2. A platform can exclude pro-KKK messages as part of its own communication that it abhors those messages. Similarly, excluding the KKK as a group, or the Grand Wizard of the KKK as a person, such that their posts cannot be seen by other users, would communicate that it wants nothing to do with the KKK.
Really ? Does this not also imply then that a platform can exclude not merely pro-gay or pro-black messages, but also gay folk or black folk, as part of its communication that it wants nothing to do with gay folk and black folk ?
And then we wonder if people selling a "platform" for chatterers have enhanced 1A rights as compared to people selling cakes and flowers ? Certainly the chatterers themselves have enhanced 1A rights as against the cake and flower buyers, since chattering is speech, but as to the businesses providing the services it's not obvious why those providing chattering space trump those providing cakes or flowers. Or ironmongery.
The flaw here seems to be in imagining that the platform performatively expressing its disapproval of someone else's speech by denying service, is a speech act (and so protected by 1A) while an ironmonger denying service to performatively express its disapproval of someone else's non speech action is not a speech act (and so not protected by 1A.)
But this is not logical, Captain. A performative act to express disapproval cannot be speech or not, according to whether what is disapproved of is itself speech.
Further work required.
Good points.
See BSA v. Dale.
BSA v Dale outlined a right of “expressive association” for organisations with memberships. It did not rely on the much simpler principle that Prof Benjamin stated, which is applicable to anyone.
If it is enough – as Prof Benjamin suggests – that the service provider simply wishes to express their own disapproval of or distancing from X, by refusing service to someone or something X-related; then you should not need to be a “platform” – performative speech in the form of denial of service should be open to anyone.
The Masterpiece cake guy would have won 9-0 in twenty five seconds by simply saying – “I didn’t want to bake that cake because by refusing to do so I communicate that I want nothing to do with same sex weddings.”
But IIRC he got no more than two votes for that.
The "service" here is publishing their speech, not mongering iron.
So ?
The service that is being refused is irrelevant to whether the refusal to provide it is a performative speech act.
So the choice to distribute or not distribute speech is itself protected by the first amendment; the choice to monger iron is not.
Assumes the conclusion.
In order for the first amendment to protect A's choice to distribute or not distribute B's speech, that choice must itself be regarded as A's speech.
To avoid begging the question, your sentence needs to be adjusted thus :
So the choice to distribute or not distribute speech is itself speech ; the choice to monger iron is not.
But stated like that it's illogical. We do not conclude that the choice to monger or not to monger iron is itself ..... iron, just because the item about which the ironmonger makes this choice is iron.
The character of the platform's action in distributing or not distributing speech - if it is intended to communicate some sort of message - may indeed be speech. But the same goes for the ironmonger's action in mongering or not mongering iron.
The general principle is fairly straightforward.
To be regarded as engaging in speech, you do not need to be speaking about speech. Speaking about iron, or fish, or your neighbor's deplorable morals is also engaging in speech.
If refusing to provide services to X is intended to communicate your opinion about X, then if the law accepts that performative acts can constitute speech, that must be so regardless of the particular services that are declined, and regardless of X, or your reasons for wishing to disassociate yourself from X.
○ ○ ○ ○ ○ ○ ○
## Task 1
Decide whether each statement agrees with the thread above, answering yes or no and quoting the words of the thread that settle it: (a) BSA v. Dale outlined a right of expressive association for organisations with memberships; (b) the Masterpiece cake baker won his case 9-0; (c) to be regarded as engaging in speech, you must be speaking about speech.
## Task 2
Write out word for word the passage of the thread that starts at the words "If it is enough" and ends after the words "performative speech act.".
The listing comes from a different source than the thread above.

## Collected material
○ ○ ○ ○ ○ ○ ○
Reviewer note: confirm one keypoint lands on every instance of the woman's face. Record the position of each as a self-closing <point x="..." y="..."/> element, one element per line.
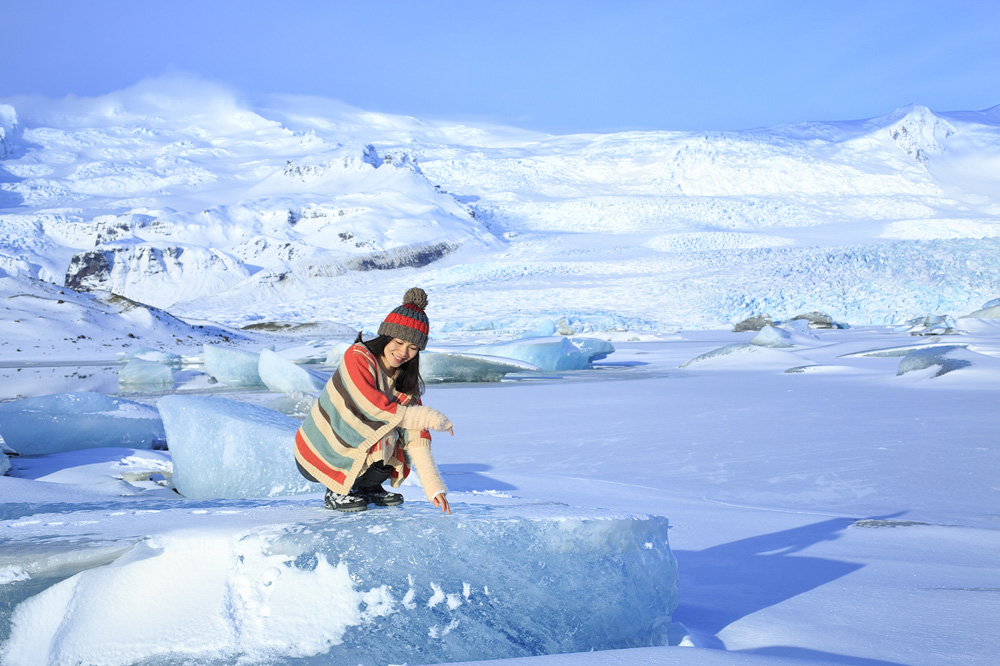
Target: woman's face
○ ○ ○ ○ ○ ○ ○
## Expected output 1
(a) Yes: "BSA v Dale outlined a right of “expressive association” for organisations with memberships."
(b) No: "But IIRC he got no more than two votes for that."
(c) No: "To be regarded as engaging in speech, you do not need to be speaking about speech."

## Expected output 2
If it is enough – as Prof Benjamin suggests – that the service provider simply wishes to express their own disapproval of or distancing from X, by refusing service to someone or something X-related; then you should not need to be a “platform” – performative speech in the form of denial of service should be open to anyone.
The Masterpiece cake guy would have won 9-0 in twenty five seconds by simply saying – “I didn’t want to bake that cake because by refusing to do so I communicate that I want nothing to do with same sex weddings.”
But IIRC he got no more than two votes for that.
The "service" here is publishing their speech, not mongering iron.
So ?
The service that is being refused is irrelevant to whether the refusal to provide it is a performative speech act.